Challenge:
Rescale everything from the row containing "Target: blurred window" down to the last row, both ends included. Reproduce each of those rows, text rows unchanged, with every point coordinate multiplied by 1.2 and rounded to a whole number, halves rounding up.

Data extract:
___

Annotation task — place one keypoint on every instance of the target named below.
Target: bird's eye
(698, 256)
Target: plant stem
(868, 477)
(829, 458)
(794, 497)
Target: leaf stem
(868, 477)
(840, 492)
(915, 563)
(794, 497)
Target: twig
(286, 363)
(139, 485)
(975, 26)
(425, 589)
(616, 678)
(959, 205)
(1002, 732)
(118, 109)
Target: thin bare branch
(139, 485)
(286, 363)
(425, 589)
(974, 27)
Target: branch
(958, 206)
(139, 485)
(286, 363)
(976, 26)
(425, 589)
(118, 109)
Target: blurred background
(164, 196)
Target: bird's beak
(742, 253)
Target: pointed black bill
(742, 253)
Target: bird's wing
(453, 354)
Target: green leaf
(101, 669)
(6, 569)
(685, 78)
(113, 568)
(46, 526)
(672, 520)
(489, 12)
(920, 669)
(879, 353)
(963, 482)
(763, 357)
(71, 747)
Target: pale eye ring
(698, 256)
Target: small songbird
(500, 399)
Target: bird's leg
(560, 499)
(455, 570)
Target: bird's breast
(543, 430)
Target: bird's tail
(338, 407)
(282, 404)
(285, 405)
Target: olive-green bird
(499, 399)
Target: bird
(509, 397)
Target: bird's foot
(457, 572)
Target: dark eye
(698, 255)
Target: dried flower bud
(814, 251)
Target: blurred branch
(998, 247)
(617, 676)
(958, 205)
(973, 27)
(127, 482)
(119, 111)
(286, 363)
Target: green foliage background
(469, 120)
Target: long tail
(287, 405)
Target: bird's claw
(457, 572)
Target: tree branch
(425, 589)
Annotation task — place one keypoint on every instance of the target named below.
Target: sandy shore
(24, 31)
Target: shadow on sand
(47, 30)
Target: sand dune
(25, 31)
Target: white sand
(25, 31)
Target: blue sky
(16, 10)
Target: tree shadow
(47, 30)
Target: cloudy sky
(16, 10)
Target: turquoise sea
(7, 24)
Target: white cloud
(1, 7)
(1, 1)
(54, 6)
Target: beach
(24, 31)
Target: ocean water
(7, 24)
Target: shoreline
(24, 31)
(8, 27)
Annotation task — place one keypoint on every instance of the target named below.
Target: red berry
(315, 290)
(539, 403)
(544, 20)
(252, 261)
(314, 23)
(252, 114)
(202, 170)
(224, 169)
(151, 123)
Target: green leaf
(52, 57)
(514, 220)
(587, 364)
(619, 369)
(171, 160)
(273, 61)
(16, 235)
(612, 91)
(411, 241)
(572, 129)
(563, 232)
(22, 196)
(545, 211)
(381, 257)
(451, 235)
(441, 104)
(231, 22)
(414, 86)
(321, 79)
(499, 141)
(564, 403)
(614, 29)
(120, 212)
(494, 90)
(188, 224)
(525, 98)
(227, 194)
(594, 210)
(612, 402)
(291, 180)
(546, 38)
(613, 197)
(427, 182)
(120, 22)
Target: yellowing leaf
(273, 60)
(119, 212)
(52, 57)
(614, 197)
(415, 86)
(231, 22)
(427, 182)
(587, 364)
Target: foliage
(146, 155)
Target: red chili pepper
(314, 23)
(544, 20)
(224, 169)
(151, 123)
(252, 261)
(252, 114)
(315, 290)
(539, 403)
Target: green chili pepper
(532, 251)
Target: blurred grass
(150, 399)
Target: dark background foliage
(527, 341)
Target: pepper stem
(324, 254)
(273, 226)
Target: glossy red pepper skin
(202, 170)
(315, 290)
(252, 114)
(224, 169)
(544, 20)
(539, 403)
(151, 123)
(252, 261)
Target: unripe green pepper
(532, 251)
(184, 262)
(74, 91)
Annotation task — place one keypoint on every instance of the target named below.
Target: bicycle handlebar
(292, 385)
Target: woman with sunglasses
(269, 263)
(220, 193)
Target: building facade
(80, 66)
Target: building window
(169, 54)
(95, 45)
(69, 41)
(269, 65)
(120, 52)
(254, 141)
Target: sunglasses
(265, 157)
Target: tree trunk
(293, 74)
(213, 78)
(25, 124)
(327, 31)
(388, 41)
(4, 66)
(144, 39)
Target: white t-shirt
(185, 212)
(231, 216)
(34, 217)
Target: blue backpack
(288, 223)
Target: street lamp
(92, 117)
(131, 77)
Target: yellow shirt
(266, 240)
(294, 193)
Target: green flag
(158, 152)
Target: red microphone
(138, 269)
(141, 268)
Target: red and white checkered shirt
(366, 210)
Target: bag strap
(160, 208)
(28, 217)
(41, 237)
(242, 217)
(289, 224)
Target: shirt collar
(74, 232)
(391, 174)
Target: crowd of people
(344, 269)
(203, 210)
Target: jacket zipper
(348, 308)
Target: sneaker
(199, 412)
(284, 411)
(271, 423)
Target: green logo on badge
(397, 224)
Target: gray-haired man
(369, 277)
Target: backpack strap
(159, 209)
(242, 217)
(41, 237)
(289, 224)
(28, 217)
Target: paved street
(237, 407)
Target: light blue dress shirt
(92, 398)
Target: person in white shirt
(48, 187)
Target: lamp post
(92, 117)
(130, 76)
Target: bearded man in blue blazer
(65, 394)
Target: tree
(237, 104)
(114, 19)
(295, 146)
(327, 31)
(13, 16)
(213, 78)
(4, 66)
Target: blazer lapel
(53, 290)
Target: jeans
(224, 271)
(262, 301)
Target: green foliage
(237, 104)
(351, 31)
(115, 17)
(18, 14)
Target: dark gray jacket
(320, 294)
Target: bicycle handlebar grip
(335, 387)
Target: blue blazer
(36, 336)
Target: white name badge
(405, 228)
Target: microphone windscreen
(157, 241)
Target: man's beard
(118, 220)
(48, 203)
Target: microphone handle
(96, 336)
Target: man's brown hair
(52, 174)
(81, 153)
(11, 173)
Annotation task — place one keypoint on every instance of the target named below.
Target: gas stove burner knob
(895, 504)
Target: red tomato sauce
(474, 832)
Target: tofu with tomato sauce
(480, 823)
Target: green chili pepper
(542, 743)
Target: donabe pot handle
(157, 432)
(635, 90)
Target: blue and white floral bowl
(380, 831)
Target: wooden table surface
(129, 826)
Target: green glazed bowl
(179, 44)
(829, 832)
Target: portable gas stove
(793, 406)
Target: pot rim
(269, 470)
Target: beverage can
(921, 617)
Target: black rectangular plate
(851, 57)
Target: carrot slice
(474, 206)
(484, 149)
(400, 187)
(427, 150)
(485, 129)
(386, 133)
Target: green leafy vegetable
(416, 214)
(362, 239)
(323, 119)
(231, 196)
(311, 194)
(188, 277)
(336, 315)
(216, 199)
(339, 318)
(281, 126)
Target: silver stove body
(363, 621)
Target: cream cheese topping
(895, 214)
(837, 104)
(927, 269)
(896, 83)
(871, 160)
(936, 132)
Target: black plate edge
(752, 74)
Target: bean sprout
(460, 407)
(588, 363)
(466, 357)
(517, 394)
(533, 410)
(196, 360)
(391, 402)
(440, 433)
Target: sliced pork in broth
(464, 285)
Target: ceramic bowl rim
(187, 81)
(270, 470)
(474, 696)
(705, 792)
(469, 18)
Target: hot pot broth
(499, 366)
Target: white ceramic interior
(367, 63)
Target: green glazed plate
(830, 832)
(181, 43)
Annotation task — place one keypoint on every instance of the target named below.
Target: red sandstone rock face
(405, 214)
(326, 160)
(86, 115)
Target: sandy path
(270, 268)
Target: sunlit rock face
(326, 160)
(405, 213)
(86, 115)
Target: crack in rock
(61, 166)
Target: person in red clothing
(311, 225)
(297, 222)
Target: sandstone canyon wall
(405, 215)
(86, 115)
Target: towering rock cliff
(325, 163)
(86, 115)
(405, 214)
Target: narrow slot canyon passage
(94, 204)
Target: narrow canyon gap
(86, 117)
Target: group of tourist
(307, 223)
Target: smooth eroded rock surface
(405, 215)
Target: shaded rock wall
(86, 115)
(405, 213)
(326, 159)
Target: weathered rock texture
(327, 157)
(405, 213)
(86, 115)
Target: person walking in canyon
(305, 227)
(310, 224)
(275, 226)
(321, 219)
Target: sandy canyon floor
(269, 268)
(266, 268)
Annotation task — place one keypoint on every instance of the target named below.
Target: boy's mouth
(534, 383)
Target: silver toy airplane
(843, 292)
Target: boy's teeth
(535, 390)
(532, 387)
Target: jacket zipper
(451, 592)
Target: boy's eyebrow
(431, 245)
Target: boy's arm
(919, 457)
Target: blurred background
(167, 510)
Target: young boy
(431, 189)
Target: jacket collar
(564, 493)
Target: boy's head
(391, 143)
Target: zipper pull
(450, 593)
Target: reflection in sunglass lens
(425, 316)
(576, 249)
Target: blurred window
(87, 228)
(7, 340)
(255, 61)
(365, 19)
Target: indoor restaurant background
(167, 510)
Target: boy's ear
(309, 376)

___

Answer for the task:
Target: blurred window
(104, 274)
(8, 408)
(306, 73)
(438, 23)
Target: indoor restaurant background
(200, 612)
Target: boy's ear
(371, 451)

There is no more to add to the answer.